* [EXCERPT]:

== Segment start ==

Bonds designed to provide fast funding for poor countries branded ‘obscene’ because of complex payout criteria
A flagship $500m World Bank scheme to help the poorest countries deal with a health emergency is “too little too late” for the coronavirus outbreak, say health experts.
The first pandemic emergency financing (PEF) bonds were launched in 2017 by Jim Yong Kim, the bank’s president at the time, after the Ebola outbreak in west Africa. Designed to potentially “save millions of lives and entire economies” by speedily funnelling money to nations facing pandemics.
But critics say the “insanely complicated” terms of the high-interest bonds are heavily skewed towards investors, while for the victims any payouts may come too late, if at all.
One economist described the bonds, payouts from which depend on how deadly the outbreak is, as “obscene”.
Olga Jonas, a senior fellow at Harvard Global Health Institute who was an economist at the World Bank for three decades, said: “The whole mechanism is highly unfortunate. The objectives were to help the poorest countries respond quickly to outbreaks. Infectious disease spreads exponentially and the coronavirus has a very rapid growth rate. But the bonds only get triggered when the disease has spread for a long time.”
Jonas, who has analysed the bonds’ terms, said they were “so convoluted, it is not at all clear whether they will pay out at all. It is too little, too late – and in this case, maybe never.
“What’s obscene is that the World Bank set it up this way. It waits for people to die.”
Funds can only be released after a certain amount of time and in accordance with complex criteria including outbreak size, growth rate, deadlines and death tolls. In the case of coronavirus, the bonds would not pay out until 12 weeks after the World Health Organization (WHO) publishes its first “situation report”, which would not be until 23 March. Another criterion is that the outbreak is still growing.
The bonds, funded by donor nations Japan and Germany, deliver interest payments to investors until the conditions for an infectious disease outbreak are triggered.
The value of the bonds has halved as the coronavirus outbreak has spread, raising fears investors could face losses.
Meanwhile, the WHO has appealed for £520m for “frontline efforts” to contain coronavirus. The disease has infected more than 82,000 people and killed over 2,800 people in 51 countries to date, but has not yet been declared a pandemic by the WHO.
Clare Wenham, assistant professor in global health policy at the London School of Economics, said: “If you really wanted to ensure global health security you would link the payout of the bonds to a decision around declaring a public health emergency of international concern or a national emergency.”
Wenham co-authored a paper criticising pandemic bonds in which it was found that more money was paid out to investors than to countries facing disease outbreaks. Payments would have only been triggered in two out of more than 60 disease outbreaks analysed – Ebola in west Africa and rift valley fever in 2006, the paper found.
“No one has thought about it holistically. If public health officials have made a declaration of a global health emergency of international concern, there should be some mechanism for financing so that the WHO doesn’t have to go around the houses asking for money.”
Bodo Ellmers, director of Global Policy Forum’s sustainable development finance programme, said: “The idea was that it would be a quick instrument, but it was set up with such stringent criteria that the risk for investors is very low. The design, taking the number of dead people as a criteria, is very cynical.”
The scheme’s “fundamental flaw” is that it was aimed at preventing a pandemic but would only pay out when a pandemic was already underway, said Ellmers.
The World Bank said a PEF payout had been triggered after the Ebola outbreak of 2018 and 2019 in the Democratic Republic of the Congo, providing a total of $61.4m to fight the disease.
The bank added that it has rolled out a series of tools to better assist countries during critical outbreaks, epidemics and pandemic threats.
It is capable of fast-tracking funds via existing projects and could fund emergency operations within three months – although in past cases, such as Ebola, it had provided support within two weeks.

== Segment end ==

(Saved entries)
== Segment start ==

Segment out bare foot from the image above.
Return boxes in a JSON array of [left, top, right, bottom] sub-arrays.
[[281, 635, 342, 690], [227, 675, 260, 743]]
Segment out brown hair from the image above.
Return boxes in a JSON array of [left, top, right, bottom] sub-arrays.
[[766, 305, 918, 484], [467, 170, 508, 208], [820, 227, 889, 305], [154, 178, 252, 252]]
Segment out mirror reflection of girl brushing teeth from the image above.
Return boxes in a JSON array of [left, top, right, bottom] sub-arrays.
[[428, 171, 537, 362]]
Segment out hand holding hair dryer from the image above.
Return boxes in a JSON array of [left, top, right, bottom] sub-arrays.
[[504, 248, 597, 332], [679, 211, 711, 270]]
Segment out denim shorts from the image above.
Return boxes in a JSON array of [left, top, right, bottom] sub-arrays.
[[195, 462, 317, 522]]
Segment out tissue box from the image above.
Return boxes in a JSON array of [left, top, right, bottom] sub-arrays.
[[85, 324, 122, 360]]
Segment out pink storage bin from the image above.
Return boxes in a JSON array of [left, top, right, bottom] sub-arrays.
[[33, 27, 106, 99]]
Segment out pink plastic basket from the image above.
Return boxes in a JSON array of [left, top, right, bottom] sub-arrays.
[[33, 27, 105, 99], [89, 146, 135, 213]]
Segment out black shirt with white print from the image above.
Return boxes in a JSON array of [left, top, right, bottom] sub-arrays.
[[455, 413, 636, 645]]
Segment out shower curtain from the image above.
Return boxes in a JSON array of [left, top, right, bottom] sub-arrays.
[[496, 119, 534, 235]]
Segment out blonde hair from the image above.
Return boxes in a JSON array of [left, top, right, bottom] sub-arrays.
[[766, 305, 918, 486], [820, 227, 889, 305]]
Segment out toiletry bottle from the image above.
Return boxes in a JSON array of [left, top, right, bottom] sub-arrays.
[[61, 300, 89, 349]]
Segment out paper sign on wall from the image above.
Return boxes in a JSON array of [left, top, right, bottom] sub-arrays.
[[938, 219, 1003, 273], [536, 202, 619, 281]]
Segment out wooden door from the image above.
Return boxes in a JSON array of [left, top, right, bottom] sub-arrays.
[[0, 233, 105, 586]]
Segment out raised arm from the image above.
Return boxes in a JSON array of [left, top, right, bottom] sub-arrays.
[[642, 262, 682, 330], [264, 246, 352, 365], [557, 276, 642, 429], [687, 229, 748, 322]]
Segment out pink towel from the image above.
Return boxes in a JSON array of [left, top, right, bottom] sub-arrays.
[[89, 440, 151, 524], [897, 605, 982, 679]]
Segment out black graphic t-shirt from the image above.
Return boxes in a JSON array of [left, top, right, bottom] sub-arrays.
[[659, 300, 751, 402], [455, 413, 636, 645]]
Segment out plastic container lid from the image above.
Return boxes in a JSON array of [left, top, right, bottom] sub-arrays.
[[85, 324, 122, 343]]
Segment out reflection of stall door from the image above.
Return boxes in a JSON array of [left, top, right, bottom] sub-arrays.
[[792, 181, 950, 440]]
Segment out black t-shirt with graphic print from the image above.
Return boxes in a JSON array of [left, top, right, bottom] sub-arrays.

== Segment end ==

* [QUESTIONS TO ANSWER]:
1 > Reproduce the passage of the article on the World Bank pandemic bonds, starting at "The first pandemic" and ending at "nations facing pandemics.".
2 > Answer these questions from the article on the World Bank pandemic bonds:
(a) In what year were the first pandemic emergency financing bonds launched?
(b) Which donor nations fund the bonds?
(c) What total amount did the PEF payout provide to fight the 2018–2019 Ebola outbreak in the Democratic Republic of the Congo?
Rely solely on the text to complete this work.

* [ANSWERS]:
1 >
The first pandemic emergency financing (PEF) bonds were launched in 2017 by Jim Yong Kim, the bank’s president at the time, after the Ebola outbreak in west Africa. Designed to potentially “save millions of lives and entire economies” by speedily funnelling money to nations facing pandemics.

2 >
(a) 2017
(b) Japan and Germany
(c) $61.4m